Referring expression pointing data:
☆ ☆ ☆ ☆ ☆

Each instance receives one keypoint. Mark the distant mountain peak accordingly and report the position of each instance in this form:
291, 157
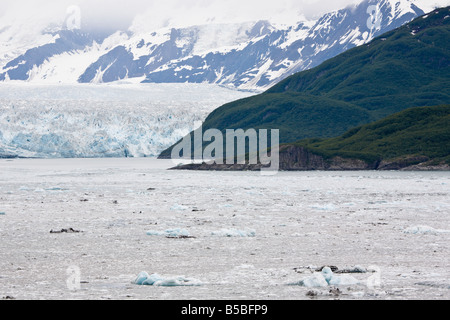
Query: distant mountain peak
249, 55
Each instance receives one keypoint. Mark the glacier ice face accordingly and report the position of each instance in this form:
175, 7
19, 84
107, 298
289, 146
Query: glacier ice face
95, 121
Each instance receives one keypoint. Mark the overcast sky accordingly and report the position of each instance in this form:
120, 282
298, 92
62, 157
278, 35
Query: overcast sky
119, 14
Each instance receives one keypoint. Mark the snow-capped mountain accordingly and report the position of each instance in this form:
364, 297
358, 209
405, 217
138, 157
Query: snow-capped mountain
252, 55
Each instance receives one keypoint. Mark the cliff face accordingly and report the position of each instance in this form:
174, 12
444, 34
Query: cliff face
295, 158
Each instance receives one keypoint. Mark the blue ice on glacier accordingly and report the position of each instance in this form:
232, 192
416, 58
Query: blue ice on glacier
144, 279
326, 278
105, 121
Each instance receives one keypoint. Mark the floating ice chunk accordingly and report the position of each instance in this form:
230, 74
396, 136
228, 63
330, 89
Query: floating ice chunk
315, 281
151, 280
424, 230
354, 269
155, 279
171, 233
326, 278
177, 207
234, 233
141, 278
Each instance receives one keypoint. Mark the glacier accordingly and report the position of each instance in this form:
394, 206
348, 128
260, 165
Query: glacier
245, 55
98, 121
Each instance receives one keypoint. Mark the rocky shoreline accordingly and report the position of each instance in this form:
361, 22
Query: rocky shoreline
294, 158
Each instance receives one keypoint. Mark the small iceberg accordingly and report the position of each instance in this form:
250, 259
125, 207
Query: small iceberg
144, 279
234, 233
424, 230
326, 278
177, 207
170, 233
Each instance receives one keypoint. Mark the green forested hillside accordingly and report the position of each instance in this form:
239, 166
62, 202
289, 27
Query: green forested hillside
405, 68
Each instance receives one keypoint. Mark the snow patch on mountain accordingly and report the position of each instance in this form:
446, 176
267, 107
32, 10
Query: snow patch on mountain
245, 55
107, 120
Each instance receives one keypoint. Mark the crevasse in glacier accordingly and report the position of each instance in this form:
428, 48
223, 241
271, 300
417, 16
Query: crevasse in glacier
93, 121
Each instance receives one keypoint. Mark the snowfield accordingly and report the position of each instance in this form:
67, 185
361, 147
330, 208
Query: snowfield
123, 221
96, 121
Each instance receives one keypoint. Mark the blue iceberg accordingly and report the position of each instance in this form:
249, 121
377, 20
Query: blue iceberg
144, 279
326, 278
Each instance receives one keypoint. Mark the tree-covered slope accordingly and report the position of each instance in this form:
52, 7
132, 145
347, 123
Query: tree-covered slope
405, 68
410, 134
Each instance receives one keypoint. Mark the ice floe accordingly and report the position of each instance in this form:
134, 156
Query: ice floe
144, 279
326, 278
170, 233
234, 233
424, 230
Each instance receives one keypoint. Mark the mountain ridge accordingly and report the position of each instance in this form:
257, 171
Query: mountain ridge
246, 56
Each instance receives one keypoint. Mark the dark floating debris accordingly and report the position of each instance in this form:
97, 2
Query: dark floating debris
70, 230
180, 237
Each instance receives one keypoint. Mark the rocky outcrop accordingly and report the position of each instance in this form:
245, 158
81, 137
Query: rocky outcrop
296, 158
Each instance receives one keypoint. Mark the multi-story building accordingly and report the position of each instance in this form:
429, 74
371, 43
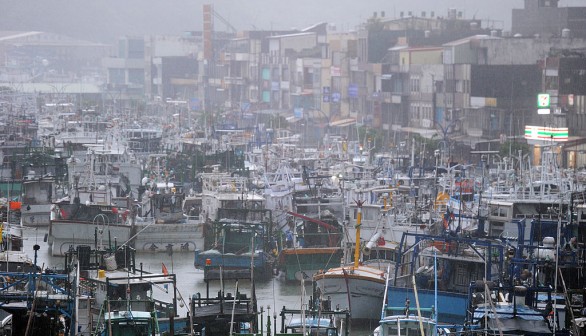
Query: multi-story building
544, 18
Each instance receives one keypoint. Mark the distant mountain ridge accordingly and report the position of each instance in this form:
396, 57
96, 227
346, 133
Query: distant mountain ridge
105, 20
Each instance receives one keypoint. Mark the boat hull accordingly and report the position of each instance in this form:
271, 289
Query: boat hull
451, 307
305, 262
165, 237
361, 291
35, 215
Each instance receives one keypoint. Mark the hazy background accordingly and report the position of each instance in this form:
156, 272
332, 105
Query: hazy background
104, 20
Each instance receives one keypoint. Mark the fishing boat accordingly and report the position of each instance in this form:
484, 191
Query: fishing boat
123, 298
497, 310
97, 210
315, 246
224, 314
406, 320
357, 287
239, 237
41, 302
74, 223
317, 317
160, 223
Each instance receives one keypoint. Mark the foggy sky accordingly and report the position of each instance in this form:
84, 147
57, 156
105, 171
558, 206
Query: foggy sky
105, 20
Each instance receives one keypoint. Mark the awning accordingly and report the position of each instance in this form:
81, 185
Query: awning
343, 122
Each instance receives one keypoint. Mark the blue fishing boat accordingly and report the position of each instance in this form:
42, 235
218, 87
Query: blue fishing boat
443, 268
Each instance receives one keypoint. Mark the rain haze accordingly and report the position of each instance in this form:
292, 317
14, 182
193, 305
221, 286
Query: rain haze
105, 20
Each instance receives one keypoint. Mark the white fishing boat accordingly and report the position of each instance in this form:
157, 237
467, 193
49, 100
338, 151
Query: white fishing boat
161, 224
357, 287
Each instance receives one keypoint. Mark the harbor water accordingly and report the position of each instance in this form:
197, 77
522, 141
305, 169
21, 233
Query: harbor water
271, 293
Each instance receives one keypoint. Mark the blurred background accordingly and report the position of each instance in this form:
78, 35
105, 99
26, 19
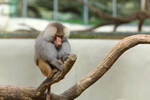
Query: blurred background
22, 20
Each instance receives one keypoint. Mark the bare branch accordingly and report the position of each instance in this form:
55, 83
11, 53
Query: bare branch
106, 64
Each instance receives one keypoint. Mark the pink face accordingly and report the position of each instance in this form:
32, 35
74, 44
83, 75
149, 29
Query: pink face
58, 41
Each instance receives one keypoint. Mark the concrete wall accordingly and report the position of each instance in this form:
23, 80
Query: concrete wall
128, 79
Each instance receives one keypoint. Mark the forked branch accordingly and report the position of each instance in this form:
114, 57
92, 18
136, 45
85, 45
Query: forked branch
106, 64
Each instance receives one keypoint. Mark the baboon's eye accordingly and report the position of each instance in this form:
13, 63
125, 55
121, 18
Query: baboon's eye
50, 31
66, 31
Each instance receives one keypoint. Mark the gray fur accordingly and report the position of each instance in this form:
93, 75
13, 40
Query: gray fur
46, 50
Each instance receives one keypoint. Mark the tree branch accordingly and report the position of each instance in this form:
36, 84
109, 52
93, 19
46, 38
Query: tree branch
106, 64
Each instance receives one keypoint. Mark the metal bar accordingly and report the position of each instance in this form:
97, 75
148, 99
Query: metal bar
114, 8
25, 8
86, 15
55, 7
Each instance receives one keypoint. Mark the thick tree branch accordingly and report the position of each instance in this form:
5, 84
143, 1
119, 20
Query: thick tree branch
106, 64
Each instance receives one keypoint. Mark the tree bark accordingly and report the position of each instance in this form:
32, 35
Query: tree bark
106, 64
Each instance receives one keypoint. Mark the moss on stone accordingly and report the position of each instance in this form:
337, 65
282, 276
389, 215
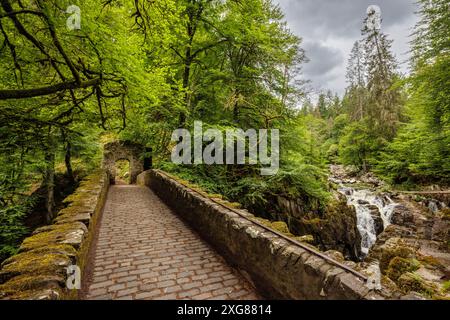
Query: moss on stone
43, 294
398, 266
280, 226
395, 247
411, 282
57, 249
35, 264
55, 234
27, 282
446, 287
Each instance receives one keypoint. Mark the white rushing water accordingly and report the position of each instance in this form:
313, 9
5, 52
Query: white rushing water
362, 200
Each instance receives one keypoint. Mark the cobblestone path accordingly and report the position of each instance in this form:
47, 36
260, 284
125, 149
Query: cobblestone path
145, 251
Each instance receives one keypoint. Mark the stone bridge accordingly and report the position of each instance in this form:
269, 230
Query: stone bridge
160, 239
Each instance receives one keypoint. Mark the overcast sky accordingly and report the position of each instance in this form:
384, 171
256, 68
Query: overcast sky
329, 29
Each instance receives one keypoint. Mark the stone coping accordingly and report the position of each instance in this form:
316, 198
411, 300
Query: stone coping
39, 270
278, 269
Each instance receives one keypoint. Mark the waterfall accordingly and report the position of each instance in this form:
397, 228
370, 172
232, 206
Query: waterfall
362, 200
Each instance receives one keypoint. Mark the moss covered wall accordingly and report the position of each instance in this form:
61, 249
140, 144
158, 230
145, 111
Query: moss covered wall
278, 268
39, 271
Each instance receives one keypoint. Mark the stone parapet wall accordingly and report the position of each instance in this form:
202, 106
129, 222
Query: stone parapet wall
278, 268
39, 270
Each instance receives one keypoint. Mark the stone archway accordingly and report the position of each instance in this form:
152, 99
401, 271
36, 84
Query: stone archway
124, 150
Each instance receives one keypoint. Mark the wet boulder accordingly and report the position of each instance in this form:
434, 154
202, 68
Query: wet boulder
378, 221
402, 216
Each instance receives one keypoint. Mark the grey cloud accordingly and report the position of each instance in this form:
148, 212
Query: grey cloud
323, 59
330, 27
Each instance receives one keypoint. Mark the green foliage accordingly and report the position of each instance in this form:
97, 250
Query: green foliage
12, 229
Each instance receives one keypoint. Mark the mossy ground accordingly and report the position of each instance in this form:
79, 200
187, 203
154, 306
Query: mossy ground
39, 271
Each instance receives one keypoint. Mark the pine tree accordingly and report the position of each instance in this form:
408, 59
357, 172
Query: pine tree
384, 101
356, 78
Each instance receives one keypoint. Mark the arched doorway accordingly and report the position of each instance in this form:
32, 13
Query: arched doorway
118, 153
123, 171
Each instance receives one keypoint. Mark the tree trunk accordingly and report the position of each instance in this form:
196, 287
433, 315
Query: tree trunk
49, 181
67, 160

☆ ☆ ☆ ☆ ☆

TASK BRIEF: A word-for-word restatement of the lines running from the one with "Query: moss covered wall" to the last line of the records is the whole answer.

YOUR RESPONSE:
Query: moss covered wall
278, 268
39, 271
Each instance receives one keypoint. Mark the stone parapet wall accordingly and report the position of each instance in this form:
202, 106
129, 222
Query: stone parapet wall
278, 268
39, 270
Each instance receives one keypoint. Mark the stone archway accordingly and report the position of each instance in this form:
152, 99
401, 271
36, 84
Query: stone archway
124, 150
Each instance receives one keypoint. Mark the wet boulder accordingly and report the position of each instance in this form:
434, 154
202, 68
Query: wet boulder
378, 221
402, 216
Each instance receives one keypoint. Mark the grey cloud accordingly and report the position of each instance in this form:
148, 212
Query: grey cloud
323, 59
330, 27
Each instance receives one keypoint. Mark the green foliage accordingly and report the position of each instance in this form:
97, 250
Query: green foliage
12, 229
Each instance receives one keypoint. Mark the mossy ground accordingly and report the position of each instance in this form:
79, 200
187, 203
154, 306
Query: mossy ground
39, 271
Each instance receives one keypoint. Mark the pine tree accordingly and report the position of each instance in this form:
408, 59
357, 172
Query: pine tree
384, 101
356, 78
Each instance receives one keypoint. Mark the arched doorway accordingly and report the position of each instance in this form:
32, 13
Query: arched doorway
118, 153
123, 171
Each instance receives one keypoint. Mark the tree trunk accordingly and report the position of each instance in this form:
196, 287
433, 315
Query: tree trunk
49, 181
67, 160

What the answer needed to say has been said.